For this exercise, return exactly the lines of the material below that begin at the one with "[locate] chain link" and stop after the one with "[locate] deer eye (one point per instance)".

▸ **DATASET CONTENT**:
▬▬▬▬▬▬▬▬▬▬
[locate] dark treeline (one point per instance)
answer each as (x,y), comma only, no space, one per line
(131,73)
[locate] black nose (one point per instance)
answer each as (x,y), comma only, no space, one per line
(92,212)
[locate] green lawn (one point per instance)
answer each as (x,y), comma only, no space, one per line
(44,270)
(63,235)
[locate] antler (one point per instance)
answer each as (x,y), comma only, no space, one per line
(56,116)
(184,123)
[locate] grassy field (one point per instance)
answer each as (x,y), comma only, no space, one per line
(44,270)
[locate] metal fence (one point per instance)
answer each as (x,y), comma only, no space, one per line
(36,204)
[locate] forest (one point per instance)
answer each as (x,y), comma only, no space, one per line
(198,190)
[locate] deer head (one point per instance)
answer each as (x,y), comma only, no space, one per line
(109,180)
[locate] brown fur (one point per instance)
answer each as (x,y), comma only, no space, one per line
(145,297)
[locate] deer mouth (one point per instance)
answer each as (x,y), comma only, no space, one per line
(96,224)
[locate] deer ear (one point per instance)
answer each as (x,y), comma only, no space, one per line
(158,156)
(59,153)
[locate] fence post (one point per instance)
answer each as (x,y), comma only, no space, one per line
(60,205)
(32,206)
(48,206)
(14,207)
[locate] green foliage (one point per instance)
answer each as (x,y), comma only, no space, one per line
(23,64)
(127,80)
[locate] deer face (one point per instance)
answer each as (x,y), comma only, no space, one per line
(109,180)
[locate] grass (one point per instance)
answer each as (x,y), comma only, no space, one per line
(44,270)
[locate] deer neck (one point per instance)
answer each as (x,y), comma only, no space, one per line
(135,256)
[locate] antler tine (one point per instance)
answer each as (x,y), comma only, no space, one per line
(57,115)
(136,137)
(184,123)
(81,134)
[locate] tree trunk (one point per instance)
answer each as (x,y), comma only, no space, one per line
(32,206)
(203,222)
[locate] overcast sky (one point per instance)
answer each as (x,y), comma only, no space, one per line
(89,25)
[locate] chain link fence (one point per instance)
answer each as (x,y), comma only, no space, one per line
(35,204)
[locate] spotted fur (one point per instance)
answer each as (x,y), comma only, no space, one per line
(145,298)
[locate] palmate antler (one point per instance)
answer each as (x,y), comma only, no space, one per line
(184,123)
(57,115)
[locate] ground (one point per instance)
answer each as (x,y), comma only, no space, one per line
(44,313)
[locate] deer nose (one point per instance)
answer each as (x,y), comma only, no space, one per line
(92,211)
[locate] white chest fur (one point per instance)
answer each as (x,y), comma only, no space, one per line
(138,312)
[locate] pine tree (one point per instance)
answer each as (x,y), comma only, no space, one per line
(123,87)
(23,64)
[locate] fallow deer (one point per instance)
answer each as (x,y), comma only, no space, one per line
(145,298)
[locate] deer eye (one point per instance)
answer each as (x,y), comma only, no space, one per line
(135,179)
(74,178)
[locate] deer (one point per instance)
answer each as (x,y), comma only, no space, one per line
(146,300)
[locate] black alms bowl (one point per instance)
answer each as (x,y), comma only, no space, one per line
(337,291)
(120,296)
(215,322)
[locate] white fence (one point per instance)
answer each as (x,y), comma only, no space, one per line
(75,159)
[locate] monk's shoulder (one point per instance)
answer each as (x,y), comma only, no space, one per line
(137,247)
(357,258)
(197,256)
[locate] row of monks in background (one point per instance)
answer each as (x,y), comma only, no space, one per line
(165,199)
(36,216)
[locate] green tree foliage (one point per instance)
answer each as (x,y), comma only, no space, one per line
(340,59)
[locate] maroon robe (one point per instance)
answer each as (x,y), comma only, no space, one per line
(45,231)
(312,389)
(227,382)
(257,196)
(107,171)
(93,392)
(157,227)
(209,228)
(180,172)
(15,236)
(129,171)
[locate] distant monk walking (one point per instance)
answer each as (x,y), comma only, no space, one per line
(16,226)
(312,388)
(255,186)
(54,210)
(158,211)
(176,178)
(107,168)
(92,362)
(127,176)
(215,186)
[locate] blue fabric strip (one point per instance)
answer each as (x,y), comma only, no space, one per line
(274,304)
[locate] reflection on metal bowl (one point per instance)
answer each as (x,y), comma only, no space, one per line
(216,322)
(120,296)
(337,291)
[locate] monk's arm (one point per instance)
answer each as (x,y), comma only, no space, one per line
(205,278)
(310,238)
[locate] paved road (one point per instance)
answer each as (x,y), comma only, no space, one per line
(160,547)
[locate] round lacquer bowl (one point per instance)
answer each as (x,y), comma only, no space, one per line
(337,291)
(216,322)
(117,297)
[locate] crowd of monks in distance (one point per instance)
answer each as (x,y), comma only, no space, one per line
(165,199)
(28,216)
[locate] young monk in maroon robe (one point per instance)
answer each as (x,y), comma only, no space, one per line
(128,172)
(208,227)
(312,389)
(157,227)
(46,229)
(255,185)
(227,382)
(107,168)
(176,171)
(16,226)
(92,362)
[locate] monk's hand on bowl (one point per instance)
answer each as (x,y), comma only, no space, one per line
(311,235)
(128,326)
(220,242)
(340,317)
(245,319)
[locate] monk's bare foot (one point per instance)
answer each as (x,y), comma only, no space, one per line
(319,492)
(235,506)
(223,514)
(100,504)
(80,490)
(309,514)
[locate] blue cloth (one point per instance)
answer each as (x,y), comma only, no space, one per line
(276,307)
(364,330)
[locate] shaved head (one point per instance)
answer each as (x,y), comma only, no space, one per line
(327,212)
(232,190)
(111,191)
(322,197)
▬▬▬▬▬▬▬▬▬▬
▸ **RESULT OF THE TASK**:
[locate] chain link fence (one point per instance)
answer each as (x,y), comma only, no space, one per line
(35,204)
[locate] spotted fur (one point per instance)
answer each as (x,y), comma only, no space, one per line
(145,298)
[locate] palmate antler (one point per instance)
answer each as (x,y), comma only, no space, one per line
(184,123)
(57,115)
[locate] ground (one point per instance)
answer each as (x,y), comma only, no space, one per line
(44,313)
[locate] deer nose (one point per instance)
answer each as (x,y), comma only, no space, one per line
(92,211)
[locate] white chest fur (one point per instance)
answer each as (x,y), comma only, no space, one per line
(138,312)
[locate] pine tree (one point per instance)
answer each as (x,y), comma only, no space, one per line
(123,87)
(23,64)
[locate] fallow deer (one point per instance)
answer each as (x,y), comma only, no space, one per line
(145,298)
[locate] deer eye (one point per instance)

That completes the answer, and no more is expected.